_Instructions_
1 - Retype the blog post word for word between "Adam says they" and "in college plans.", inclusive.
2 - List every plan for the near future that the blog post attributes to Adam.

_Document segment_

It seems that after just a couple of days back on 100 mg of Pristiq, my mood is already a bit better (even though I know it’s supposed to take longer to work.) I haven’t even gotten up to 150 mg yet.
I’m sweatier for sure, which is my worst side effect for sure. But compared to the side effects I have from other antidepressants, this is doable. Maybe things will get better after all. I have hope, at least.
On a totally different note, my daughter told me yesterday that she’s moving out in early September. She and her boyfriend found a nice place in a nearby town that’s very LGBT-friendly and where some of their friends live. She’ll be across the street from a vegan restaurant and I’m sure she’ll enjoy that.
But it’s also kinda weird because I prepared myself for all my kids living at home and suddenly, in a little over a month, my oldest and youngest kids will both be out of the house. The population of my house will be cut in half (unless you count the cats.)
It will only be me, my husband, and Adam living here. That’s going to be very weird.
Adam says they will be coming out and presenting as fem soon. I don’t know if that will actually happen or not but it will be interesting if it does.
They also talked today about trying to find a job soon with an LGBT-friendly employer like Starbucks. And we asked a couple of days ago if they were still planning on going to college and they are but are thinking of a dramatic shift in college plans.

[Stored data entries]

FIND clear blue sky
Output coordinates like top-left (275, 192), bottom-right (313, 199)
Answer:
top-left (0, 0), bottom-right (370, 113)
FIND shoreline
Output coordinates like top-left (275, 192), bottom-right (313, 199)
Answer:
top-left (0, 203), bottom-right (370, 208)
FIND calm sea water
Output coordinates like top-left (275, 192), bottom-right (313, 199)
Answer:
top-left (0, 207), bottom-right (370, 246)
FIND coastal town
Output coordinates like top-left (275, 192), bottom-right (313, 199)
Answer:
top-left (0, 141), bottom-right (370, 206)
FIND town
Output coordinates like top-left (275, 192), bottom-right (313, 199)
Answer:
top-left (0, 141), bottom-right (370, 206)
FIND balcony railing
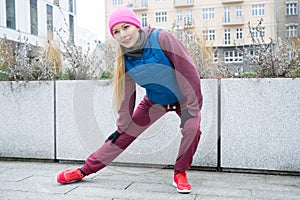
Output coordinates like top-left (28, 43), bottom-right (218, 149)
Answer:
top-left (130, 0), bottom-right (148, 10)
top-left (222, 17), bottom-right (245, 26)
top-left (174, 0), bottom-right (194, 7)
top-left (222, 0), bottom-right (244, 3)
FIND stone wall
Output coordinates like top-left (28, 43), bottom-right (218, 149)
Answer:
top-left (0, 78), bottom-right (300, 172)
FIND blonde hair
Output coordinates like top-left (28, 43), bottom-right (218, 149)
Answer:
top-left (114, 45), bottom-right (125, 111)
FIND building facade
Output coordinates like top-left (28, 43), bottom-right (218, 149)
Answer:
top-left (0, 0), bottom-right (76, 47)
top-left (106, 0), bottom-right (299, 65)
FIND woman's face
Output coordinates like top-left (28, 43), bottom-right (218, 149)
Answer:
top-left (112, 23), bottom-right (140, 48)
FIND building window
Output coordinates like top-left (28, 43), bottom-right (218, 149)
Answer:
top-left (202, 8), bottom-right (215, 20)
top-left (213, 50), bottom-right (218, 63)
top-left (286, 2), bottom-right (298, 15)
top-left (286, 25), bottom-right (298, 37)
top-left (186, 10), bottom-right (193, 25)
top-left (54, 0), bottom-right (59, 7)
top-left (177, 10), bottom-right (183, 23)
top-left (251, 27), bottom-right (266, 38)
top-left (236, 28), bottom-right (243, 40)
top-left (30, 0), bottom-right (38, 35)
top-left (155, 12), bottom-right (167, 23)
top-left (69, 0), bottom-right (74, 13)
top-left (46, 5), bottom-right (53, 40)
top-left (69, 15), bottom-right (74, 41)
top-left (112, 0), bottom-right (123, 6)
top-left (224, 29), bottom-right (231, 44)
top-left (142, 13), bottom-right (148, 27)
top-left (202, 30), bottom-right (216, 41)
top-left (252, 4), bottom-right (265, 16)
top-left (224, 7), bottom-right (230, 23)
top-left (235, 6), bottom-right (243, 18)
top-left (6, 0), bottom-right (16, 29)
top-left (224, 50), bottom-right (243, 63)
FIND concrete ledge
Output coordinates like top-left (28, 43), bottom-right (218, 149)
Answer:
top-left (0, 81), bottom-right (54, 159)
top-left (221, 78), bottom-right (300, 171)
top-left (0, 78), bottom-right (300, 172)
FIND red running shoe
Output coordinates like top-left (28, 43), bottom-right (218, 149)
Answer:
top-left (173, 172), bottom-right (192, 194)
top-left (56, 169), bottom-right (84, 184)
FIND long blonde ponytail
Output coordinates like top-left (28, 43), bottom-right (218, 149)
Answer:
top-left (114, 46), bottom-right (125, 111)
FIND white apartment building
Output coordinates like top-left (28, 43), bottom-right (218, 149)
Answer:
top-left (106, 0), bottom-right (299, 64)
top-left (0, 0), bottom-right (76, 46)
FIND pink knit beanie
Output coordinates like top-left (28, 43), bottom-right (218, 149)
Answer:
top-left (108, 5), bottom-right (141, 36)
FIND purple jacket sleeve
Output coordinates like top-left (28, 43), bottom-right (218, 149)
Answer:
top-left (159, 31), bottom-right (203, 116)
top-left (116, 74), bottom-right (136, 133)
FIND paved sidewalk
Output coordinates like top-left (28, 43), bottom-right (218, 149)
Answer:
top-left (0, 161), bottom-right (300, 200)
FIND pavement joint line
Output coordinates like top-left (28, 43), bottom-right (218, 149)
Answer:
top-left (64, 186), bottom-right (79, 195)
top-left (124, 182), bottom-right (134, 190)
top-left (16, 175), bottom-right (33, 182)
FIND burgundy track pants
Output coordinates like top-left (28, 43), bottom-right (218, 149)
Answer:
top-left (81, 97), bottom-right (201, 175)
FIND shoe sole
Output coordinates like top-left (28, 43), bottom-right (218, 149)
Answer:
top-left (173, 181), bottom-right (192, 194)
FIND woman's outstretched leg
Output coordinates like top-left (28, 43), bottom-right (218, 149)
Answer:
top-left (57, 98), bottom-right (166, 184)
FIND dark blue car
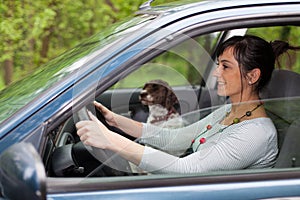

_Exercise solutions_
1 -
Adam says they will be coming out and presenting as fem soon. I don’t know if that will actually happen or not but it will be interesting if it does.
They also talked today about trying to find a job soon with an LGBT-friendly employer like Starbucks. And we asked a couple of days ago if they were still planning on going to college and they are but are thinking of a dramatic shift in college plans.

2 -
- Coming out and presenting as fem soon
- Trying to find a job soon with an LGBT-friendly employer like Starbucks
- Going to college, though with a dramatic shift in college plans